WHAT THE TASK REQUIRES: Present every line of the entries below as a numbered list, omitting any blank lines.

## begin RECORDS SUPPLIED

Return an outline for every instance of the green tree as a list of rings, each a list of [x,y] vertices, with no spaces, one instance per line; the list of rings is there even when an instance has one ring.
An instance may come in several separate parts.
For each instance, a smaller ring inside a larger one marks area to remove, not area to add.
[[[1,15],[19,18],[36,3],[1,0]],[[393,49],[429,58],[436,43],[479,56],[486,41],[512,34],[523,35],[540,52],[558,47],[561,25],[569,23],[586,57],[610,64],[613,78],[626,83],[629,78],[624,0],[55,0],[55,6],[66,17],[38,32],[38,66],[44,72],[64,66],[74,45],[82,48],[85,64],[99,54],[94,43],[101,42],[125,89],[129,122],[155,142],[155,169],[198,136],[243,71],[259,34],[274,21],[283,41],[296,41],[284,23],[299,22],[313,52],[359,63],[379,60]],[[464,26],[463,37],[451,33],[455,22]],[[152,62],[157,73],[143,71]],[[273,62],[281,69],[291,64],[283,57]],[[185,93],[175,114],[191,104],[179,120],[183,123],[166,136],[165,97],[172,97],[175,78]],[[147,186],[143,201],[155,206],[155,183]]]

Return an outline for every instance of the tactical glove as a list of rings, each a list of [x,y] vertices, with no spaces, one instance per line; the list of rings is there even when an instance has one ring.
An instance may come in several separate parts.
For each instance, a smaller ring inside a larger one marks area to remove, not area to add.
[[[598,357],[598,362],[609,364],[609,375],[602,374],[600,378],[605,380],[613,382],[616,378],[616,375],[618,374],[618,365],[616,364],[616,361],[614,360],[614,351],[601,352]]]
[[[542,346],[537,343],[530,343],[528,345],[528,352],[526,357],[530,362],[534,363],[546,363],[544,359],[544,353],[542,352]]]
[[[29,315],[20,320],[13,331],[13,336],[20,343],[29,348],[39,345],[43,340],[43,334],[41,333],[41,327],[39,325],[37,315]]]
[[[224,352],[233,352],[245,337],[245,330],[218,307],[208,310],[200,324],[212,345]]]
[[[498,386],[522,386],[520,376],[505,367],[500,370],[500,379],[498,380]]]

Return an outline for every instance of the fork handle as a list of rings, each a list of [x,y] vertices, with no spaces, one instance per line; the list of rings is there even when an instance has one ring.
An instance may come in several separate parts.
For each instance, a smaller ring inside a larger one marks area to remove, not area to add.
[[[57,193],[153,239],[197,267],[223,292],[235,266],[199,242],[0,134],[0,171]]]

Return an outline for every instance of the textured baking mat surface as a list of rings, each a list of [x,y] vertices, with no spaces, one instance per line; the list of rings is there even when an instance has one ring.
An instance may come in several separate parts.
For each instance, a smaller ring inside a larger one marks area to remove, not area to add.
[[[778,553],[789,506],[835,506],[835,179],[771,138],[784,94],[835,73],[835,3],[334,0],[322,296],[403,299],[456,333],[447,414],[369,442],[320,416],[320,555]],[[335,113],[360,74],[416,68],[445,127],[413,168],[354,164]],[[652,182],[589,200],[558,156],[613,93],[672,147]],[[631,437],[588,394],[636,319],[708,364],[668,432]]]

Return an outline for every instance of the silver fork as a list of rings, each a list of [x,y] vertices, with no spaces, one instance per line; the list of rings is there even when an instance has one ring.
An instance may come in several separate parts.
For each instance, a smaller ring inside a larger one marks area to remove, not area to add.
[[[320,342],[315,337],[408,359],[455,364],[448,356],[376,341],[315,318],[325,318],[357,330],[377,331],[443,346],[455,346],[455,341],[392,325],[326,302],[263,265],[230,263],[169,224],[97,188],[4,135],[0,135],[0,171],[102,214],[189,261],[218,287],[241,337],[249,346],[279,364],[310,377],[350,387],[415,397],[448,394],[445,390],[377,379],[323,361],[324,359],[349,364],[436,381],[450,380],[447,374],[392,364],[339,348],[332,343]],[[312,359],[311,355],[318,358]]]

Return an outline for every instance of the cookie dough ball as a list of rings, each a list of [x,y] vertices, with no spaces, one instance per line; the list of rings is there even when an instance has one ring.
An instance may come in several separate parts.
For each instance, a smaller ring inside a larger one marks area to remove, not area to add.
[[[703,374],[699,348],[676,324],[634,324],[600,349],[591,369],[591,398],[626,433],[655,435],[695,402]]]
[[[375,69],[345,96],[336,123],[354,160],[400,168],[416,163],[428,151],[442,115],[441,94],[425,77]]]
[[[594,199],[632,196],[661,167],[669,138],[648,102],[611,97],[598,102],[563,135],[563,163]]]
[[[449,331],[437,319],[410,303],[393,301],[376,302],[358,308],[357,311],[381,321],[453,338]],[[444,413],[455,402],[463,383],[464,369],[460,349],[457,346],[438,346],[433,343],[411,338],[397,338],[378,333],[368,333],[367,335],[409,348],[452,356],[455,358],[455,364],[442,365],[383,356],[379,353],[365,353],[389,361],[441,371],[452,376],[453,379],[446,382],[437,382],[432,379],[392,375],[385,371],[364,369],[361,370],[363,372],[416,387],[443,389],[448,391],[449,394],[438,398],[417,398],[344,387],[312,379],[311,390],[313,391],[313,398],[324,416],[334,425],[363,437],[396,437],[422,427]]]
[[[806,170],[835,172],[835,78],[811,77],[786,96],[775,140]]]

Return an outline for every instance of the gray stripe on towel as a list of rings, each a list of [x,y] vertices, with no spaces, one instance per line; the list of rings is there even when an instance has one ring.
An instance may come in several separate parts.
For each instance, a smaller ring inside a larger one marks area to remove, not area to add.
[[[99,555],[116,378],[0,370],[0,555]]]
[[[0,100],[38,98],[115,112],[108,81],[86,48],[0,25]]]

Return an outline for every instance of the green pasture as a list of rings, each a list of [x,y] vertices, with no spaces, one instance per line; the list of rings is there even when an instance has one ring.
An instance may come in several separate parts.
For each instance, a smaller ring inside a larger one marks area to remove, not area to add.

## end RECORDS SUPPLIED

FINISHED ANSWER:
1. Return an outline for every instance of the green tree as a list of rings, each a list of [x,y] vertices, with no spaces, one instance per line; the list of rings is there even when an instance has one ring.
2. An instance may come in several separate parts.
3. For each instance, a smaller ring inside a larger one marks area to remove, not area to add.
4. [[[1,15],[19,18],[36,3],[1,0]],[[393,49],[429,58],[436,43],[479,56],[486,41],[512,34],[523,35],[540,52],[558,47],[561,25],[569,23],[586,57],[610,64],[613,78],[626,83],[629,78],[624,0],[55,0],[55,6],[66,17],[38,32],[38,66],[44,72],[64,66],[74,45],[82,48],[85,64],[99,54],[94,43],[101,42],[125,89],[129,122],[155,142],[155,169],[198,136],[243,71],[259,34],[274,21],[283,41],[296,41],[284,23],[299,22],[313,52],[359,63],[379,60]],[[464,26],[463,37],[451,33],[455,22]],[[152,62],[157,73],[143,71]],[[273,62],[281,69],[291,64],[283,57]],[[185,93],[175,114],[191,104],[179,120],[183,123],[166,136],[165,97],[172,97],[175,78]],[[147,186],[143,201],[155,206],[155,183]]]
5. Return an outline for every instance of the tactical glove as a list of rings, each a list of [x,y] vertices, with no spaces, one instance per line; the list of rings is there even when an instance has one ring.
6. An instance may come in several separate parts.
7. For each instance, a smaller ring inside a larger one marks area to remove, not area to add.
8. [[[598,357],[598,362],[609,364],[609,375],[602,374],[600,378],[605,380],[613,382],[616,378],[616,375],[618,374],[618,365],[616,364],[616,361],[614,360],[614,351],[601,352]]]
9. [[[542,346],[537,343],[530,343],[528,345],[528,352],[526,357],[530,362],[534,363],[546,363],[544,359],[544,353],[542,352]]]
10. [[[29,315],[20,320],[13,331],[13,336],[20,343],[29,348],[39,345],[43,340],[43,334],[41,333],[41,327],[39,325],[37,315]]]
11. [[[224,352],[233,352],[245,337],[245,330],[218,307],[208,310],[200,324],[212,345]]]
12. [[[498,386],[522,386],[520,376],[505,367],[500,370],[500,379],[498,380]]]
13. Return an outline for every instance of the fork handle as a list of rings, each a list of [x,y] vertices, with no spaces, one instance per line; the list of rings is there even when an instance has one ring.
14. An instance may come in several separate parts.
15. For each instance, a smaller ring inside a larger one marks area to remove, not area to add.
16. [[[57,193],[153,239],[197,267],[223,292],[235,266],[199,242],[0,134],[0,171]]]
17. Return an outline for every instance of the textured baking mat surface as a list of rings, each a list of [x,y] vertices, with no spaces, one instance per line; the list of rings is there even when an instance has one ring.
18. An instance may come in several separate parts.
19. For each instance, a smaller ring inside a larger one marks area to remove, not area to add.
20. [[[778,553],[789,506],[835,506],[835,179],[771,138],[784,94],[835,73],[835,3],[334,0],[322,296],[403,299],[456,333],[447,414],[369,442],[320,416],[320,555]],[[335,113],[360,74],[416,68],[445,127],[413,168],[354,164]],[[652,182],[589,200],[558,156],[613,93],[672,147]],[[631,437],[588,394],[636,319],[708,364],[668,432]]]
21. Return an outline for every instance of the silver fork as a list of rings, each a list of [x,y] vertices, with no spaces, one instance per line; the list of rings is there even when an instance has one ring.
22. An instance may come in several separate parts.
23. For each instance, a smaller ring inside a larger one marks area to remove, not area to add.
24. [[[320,342],[315,337],[408,359],[455,364],[448,356],[376,341],[315,318],[325,318],[357,330],[377,331],[443,346],[455,346],[455,341],[392,325],[326,302],[263,265],[230,263],[169,224],[97,188],[4,135],[0,135],[0,171],[102,214],[189,261],[218,287],[241,337],[249,346],[279,364],[310,377],[350,387],[415,397],[448,394],[445,390],[377,379],[323,361],[324,359],[349,364],[436,381],[450,380],[447,374],[392,364],[339,348],[332,343]],[[312,359],[311,355],[318,358]]]
25. Return an outline for every instance of the cookie dough ball as a list of rings, each a list of [x,y] vertices, with no spaces, one instance per line; the list of rings is there even when an instance has one ring.
26. An instance may come in several separate parts.
27. For each instance, a smaller ring inside a larger one marks area to remove, not area to add.
28. [[[703,374],[699,348],[676,324],[634,324],[600,349],[591,369],[591,398],[626,433],[655,435],[695,402]]]
29. [[[375,69],[345,96],[336,123],[354,160],[400,168],[416,163],[428,151],[442,115],[441,94],[425,77]]]
30. [[[594,199],[632,196],[661,167],[669,138],[648,102],[611,97],[598,102],[563,135],[563,163]]]
31. [[[449,331],[437,319],[410,303],[393,301],[376,302],[358,308],[357,311],[381,321],[453,338]],[[444,413],[455,402],[463,383],[464,369],[460,349],[457,346],[438,346],[433,343],[411,338],[397,338],[378,333],[368,333],[367,335],[409,348],[452,356],[455,358],[455,364],[442,365],[383,356],[379,353],[365,353],[389,361],[441,371],[452,376],[453,379],[446,382],[437,382],[432,379],[392,375],[385,371],[364,369],[361,370],[363,372],[416,387],[443,389],[448,391],[449,394],[438,398],[417,398],[344,387],[312,379],[311,390],[313,391],[313,398],[324,416],[334,425],[363,437],[396,437],[422,427]]]
32. [[[806,170],[835,172],[835,78],[811,77],[786,96],[775,140]]]
33. Return an outline for every instance of the gray stripe on towel as a list of rings, each a list of [x,y] vertices, with no spaces, one instance per line; the list of rings is there even when an instance has one ring.
34. An instance may come in several separate parts.
35. For each instance, a smaller ring inside a larger one marks area to remove, not area to add.
36. [[[99,555],[116,378],[0,370],[0,555]]]
37. [[[0,100],[38,98],[115,112],[108,81],[86,48],[0,25]]]
38. Return an outline for every instance of the green pasture as a list of rings, each a list of [x,y] vertices, with no spaces, one instance per line; the list of rings is there even when an instance has one ring.
39. An instance may come in several separate parts.
40. For each instance, a smaller ring inside a larger one marks area to remove, not area to add.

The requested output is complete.